* **Testo fornito**
####################

In realtà sono produzioni che incidono poco su l'import del paese in questione, come nel nostro caso.
L'export di Parmigiano Reggiano in Cina non ha numeri così rilevanti?
Nel 2023 abbiamo esportato oltre 28mila tonnellate di cui solo 35 tonnellate vanno in Cina. Per quanto riguarda il 2024 la stima è di 45 tonnellate a fronte di un export globale che dovrebbe raggiungere le 30mila tonnellate. Da un punto di vista quantitativo non preoccupa. A preoccuparci in realtà è molto di più il clima e il contesto in cui ci si sta muovendo perché questa è una vicenda che non riguarda solo la Cina, ma c'è anche il grande tema degli Stati Uniti nostro principale importatore.
C'è timore che con un possibile ritorno di Donald Trump alla Casa Bianca riappaia anche lo spauracchio dei dazi.
In realtà è una cosa indipendente da chi vincerà. Quello che sta accadendo negli Usa è che ai "dairy farmers" il loro latte viene pagato molto al di sotto dei costi di produzione, parliamo di 0,28 dollari al litro. Un comparto, all'interno di un mondo polarizzato, che si sostiene solo con i sussidi statali. Prima della guerra in Ucraina nessuno avrebbe mai pensato che alcuni settori sarebbero stati strategici, come nel caso del cibo e dell'energia. Ora si stanno affrontando anche queste dinamiche per garantire la sicurezza, anche alimentare, dei vari attori mondiali.
Quindi non avete il timore di ricadute rilevanti?
Noi siamo meno del 5% del mercato dei formaggi duri e veniamo venduti a 20 dollari a libbra, mentre il parmesan intorno ai 10 dollari. Quello su cui noi puntiamo è sul fatto che l'Europa abbia un atteggiamento di tutela delle sue produzioni di eccellenza in casa anche attraverso un'etichettatura chiara e trasparente di prodotti come il parmesan, in modo da non permettere la confusione con prodotti come il nostro. A noi preoccupa che in questa fase storica, in cui i vari blocchi stanno ridefinendo la loro forza, le situazioni sfuggano di mano.

####################

* **Informazioni estratte**
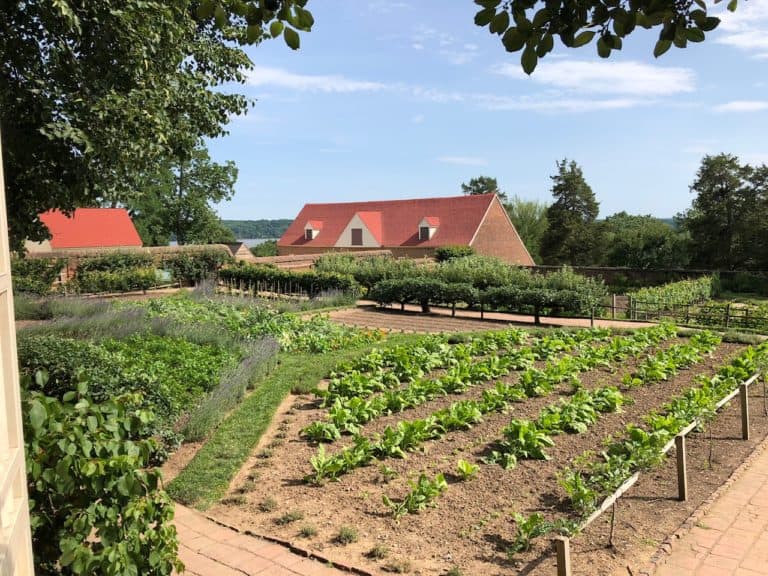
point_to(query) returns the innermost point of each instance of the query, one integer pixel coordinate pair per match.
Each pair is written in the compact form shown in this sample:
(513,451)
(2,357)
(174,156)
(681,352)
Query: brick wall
(498,237)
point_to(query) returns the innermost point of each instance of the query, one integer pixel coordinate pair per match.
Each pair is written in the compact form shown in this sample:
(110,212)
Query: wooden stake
(744,393)
(682,473)
(563,548)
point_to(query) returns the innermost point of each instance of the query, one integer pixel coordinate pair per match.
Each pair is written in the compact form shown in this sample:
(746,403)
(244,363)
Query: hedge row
(284,281)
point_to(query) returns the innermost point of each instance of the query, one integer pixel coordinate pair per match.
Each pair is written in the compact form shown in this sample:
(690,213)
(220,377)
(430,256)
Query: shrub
(445,253)
(95,505)
(35,275)
(285,281)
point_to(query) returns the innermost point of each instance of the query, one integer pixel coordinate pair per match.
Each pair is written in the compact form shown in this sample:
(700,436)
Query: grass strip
(206,478)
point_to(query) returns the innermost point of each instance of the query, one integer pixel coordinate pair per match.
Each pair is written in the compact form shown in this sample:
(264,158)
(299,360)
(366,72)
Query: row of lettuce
(109,389)
(117,271)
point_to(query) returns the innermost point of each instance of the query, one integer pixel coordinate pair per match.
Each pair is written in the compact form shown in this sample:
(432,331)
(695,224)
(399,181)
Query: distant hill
(257,228)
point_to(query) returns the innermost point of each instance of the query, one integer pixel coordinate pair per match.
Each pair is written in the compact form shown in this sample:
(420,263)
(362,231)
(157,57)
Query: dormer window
(428,227)
(312,229)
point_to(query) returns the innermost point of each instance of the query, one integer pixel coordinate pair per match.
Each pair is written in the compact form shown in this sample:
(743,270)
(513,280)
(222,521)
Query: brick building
(408,228)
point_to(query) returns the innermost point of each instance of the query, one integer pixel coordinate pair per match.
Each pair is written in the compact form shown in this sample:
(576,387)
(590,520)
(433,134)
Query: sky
(392,99)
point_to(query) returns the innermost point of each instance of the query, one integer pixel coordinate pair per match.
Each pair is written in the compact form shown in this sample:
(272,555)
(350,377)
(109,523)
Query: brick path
(208,549)
(731,539)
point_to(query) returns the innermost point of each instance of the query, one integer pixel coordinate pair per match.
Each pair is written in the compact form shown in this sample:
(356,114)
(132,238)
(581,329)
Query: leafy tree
(726,221)
(176,201)
(94,93)
(533,25)
(572,236)
(96,506)
(530,220)
(641,242)
(482,185)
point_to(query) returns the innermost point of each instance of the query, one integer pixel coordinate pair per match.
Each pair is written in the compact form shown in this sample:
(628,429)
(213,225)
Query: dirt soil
(471,527)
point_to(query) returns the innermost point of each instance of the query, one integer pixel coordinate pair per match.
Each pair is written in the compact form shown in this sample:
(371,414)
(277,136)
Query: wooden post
(744,393)
(563,548)
(682,473)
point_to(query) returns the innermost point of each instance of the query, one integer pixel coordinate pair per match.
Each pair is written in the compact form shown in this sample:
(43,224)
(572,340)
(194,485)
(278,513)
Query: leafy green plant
(96,506)
(423,493)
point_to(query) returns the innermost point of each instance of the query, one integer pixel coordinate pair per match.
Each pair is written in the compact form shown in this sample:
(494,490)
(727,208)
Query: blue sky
(404,99)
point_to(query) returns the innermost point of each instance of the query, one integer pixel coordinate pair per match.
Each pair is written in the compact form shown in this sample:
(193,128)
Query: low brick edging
(290,547)
(662,554)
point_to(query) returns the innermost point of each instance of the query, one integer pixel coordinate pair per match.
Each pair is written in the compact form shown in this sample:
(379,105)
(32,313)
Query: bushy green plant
(444,253)
(95,504)
(35,275)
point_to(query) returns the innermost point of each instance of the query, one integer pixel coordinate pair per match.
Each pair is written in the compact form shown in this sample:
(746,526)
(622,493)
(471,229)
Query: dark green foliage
(312,283)
(268,248)
(571,237)
(190,266)
(96,506)
(258,228)
(450,252)
(35,275)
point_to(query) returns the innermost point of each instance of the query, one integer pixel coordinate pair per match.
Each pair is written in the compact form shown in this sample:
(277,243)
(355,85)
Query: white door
(15,540)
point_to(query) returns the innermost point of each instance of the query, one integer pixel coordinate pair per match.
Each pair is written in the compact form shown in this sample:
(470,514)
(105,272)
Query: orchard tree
(483,185)
(176,201)
(531,26)
(93,94)
(572,236)
(530,220)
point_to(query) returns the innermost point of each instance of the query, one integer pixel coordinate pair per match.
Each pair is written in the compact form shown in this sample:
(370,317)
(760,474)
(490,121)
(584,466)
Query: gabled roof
(397,223)
(91,228)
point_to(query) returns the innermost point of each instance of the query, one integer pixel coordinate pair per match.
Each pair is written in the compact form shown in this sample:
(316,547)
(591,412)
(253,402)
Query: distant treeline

####################

* **Consegna**
Prosegui il testo sull'export del Parmigiano Reggiano a partire dall'ultima frase riportata. I dati riportati provengono da una fonte diversa dal testo.

* **Risposta al compito**
Chi è l'acquirente medio del Parmigiano Reggiano negli Stati Uniti?
Le persone che lo acquistano non ci arrivano per sbaglio o per caso, cercano proprio il nostro prodotto, non una copia, e sono disposti a pagarlo il doppio rispetto a un parmesan. I veri penalizzati da un eventuale aumento dei dazi negli Usa saranno i cittadini statunitensi che vogliono comprare il nostro prodotto e lo pagheranno di più. Non saremo noi. Per fare un esempio, è come dire che se uno ha il mal di testa il medico gli da una medicina che cura la caviglia. Sono decisioni che non hanno una coerenza.
Voi cosa state facendo?
Il nostro impegno come Consorzio è far si che tutto ciò non accada e questo passa anche dal fatto che le produzioni americane, così come quelle cinesi, vengano valorizzate e tutelate qui in Europa.
Si spieghi.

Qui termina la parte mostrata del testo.